*Data for the task*
== == ==

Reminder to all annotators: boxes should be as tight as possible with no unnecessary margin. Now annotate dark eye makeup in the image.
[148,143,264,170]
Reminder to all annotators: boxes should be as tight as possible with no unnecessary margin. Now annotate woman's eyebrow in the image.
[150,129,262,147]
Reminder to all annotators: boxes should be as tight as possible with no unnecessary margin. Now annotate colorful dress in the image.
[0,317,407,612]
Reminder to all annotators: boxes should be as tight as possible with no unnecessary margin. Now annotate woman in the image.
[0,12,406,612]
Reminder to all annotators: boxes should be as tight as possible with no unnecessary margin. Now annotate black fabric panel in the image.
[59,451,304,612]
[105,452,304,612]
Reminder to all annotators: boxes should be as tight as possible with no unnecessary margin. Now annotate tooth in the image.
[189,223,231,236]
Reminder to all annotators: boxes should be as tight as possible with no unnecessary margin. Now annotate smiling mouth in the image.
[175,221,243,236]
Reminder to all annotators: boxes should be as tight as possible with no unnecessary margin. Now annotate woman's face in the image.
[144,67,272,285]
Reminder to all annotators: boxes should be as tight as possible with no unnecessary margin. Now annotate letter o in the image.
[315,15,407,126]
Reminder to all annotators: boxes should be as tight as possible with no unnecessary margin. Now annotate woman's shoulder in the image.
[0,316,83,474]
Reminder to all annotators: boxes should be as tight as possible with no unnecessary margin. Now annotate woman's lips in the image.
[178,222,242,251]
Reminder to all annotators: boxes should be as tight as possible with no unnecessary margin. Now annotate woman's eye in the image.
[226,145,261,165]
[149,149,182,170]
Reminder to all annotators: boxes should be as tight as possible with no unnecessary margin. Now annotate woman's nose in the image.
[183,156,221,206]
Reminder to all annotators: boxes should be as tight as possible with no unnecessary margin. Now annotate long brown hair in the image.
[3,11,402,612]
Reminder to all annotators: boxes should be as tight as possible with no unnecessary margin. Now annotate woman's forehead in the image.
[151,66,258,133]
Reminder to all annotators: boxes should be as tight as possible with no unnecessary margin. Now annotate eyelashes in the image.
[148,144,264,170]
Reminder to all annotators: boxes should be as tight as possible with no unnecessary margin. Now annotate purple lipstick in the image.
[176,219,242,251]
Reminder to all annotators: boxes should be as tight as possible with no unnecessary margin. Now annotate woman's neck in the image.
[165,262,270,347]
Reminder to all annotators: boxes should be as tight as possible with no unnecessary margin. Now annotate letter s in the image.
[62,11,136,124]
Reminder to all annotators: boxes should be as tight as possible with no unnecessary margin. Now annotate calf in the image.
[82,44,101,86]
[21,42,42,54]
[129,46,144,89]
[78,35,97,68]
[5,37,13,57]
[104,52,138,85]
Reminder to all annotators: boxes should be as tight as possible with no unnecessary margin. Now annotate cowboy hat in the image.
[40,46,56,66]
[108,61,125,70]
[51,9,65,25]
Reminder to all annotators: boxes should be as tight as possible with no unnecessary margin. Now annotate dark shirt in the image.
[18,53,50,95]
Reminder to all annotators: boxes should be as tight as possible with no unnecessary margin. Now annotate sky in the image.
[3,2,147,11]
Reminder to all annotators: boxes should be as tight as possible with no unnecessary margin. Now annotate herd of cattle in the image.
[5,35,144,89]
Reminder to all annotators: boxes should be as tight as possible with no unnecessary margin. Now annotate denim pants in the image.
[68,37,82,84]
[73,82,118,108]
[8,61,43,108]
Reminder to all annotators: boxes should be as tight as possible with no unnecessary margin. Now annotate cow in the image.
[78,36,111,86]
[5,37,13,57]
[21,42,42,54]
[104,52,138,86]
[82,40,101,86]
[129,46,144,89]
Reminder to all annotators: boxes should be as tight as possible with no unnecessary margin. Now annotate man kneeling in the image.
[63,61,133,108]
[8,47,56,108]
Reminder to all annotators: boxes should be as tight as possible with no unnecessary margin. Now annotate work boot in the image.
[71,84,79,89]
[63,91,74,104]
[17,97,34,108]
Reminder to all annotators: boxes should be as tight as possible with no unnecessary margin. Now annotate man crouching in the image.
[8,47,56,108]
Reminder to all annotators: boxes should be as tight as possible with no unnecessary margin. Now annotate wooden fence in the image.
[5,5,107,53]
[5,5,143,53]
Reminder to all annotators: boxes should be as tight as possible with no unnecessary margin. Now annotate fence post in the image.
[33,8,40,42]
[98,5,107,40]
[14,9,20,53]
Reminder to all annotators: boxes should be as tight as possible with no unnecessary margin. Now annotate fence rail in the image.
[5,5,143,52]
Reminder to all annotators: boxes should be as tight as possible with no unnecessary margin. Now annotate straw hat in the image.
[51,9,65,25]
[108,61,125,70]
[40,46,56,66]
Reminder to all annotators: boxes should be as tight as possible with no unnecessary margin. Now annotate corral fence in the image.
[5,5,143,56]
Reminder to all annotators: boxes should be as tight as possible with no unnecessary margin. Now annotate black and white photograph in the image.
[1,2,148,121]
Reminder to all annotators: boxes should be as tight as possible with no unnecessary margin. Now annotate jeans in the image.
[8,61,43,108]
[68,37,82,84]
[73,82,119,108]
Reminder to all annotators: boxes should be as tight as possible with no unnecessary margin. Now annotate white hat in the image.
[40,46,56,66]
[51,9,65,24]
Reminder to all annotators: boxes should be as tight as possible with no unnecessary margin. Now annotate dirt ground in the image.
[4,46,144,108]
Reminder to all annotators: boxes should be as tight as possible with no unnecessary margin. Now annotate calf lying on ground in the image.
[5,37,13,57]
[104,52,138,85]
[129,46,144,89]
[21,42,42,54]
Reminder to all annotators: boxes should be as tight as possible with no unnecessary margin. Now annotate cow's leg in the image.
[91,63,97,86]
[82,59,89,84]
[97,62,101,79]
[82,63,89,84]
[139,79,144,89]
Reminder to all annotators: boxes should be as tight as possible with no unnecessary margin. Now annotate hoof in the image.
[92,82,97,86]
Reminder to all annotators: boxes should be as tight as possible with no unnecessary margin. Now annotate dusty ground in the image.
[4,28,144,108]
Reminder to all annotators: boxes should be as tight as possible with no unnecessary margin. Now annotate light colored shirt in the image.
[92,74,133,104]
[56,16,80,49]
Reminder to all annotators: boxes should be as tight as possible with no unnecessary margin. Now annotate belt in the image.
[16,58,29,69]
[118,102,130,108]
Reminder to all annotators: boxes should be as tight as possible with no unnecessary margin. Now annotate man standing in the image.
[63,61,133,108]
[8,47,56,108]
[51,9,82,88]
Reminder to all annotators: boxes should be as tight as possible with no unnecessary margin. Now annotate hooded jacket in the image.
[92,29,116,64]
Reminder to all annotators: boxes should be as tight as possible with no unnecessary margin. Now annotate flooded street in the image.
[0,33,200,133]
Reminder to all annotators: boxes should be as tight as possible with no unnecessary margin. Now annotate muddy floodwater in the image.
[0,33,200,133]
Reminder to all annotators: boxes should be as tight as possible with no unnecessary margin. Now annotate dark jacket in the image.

== == ==

*The task*
Locate every line in the rows above that contains the word "black", and copy each such line in full.

*Solution to the problem*
Reminder to all annotators: boxes should be as tight as possible with no unnecessary margin. Now annotate black fabric panel in the image.
Reminder to all annotators: boxes should be as tight as possible with no unnecessary margin. Now annotate black and white photograph in the image.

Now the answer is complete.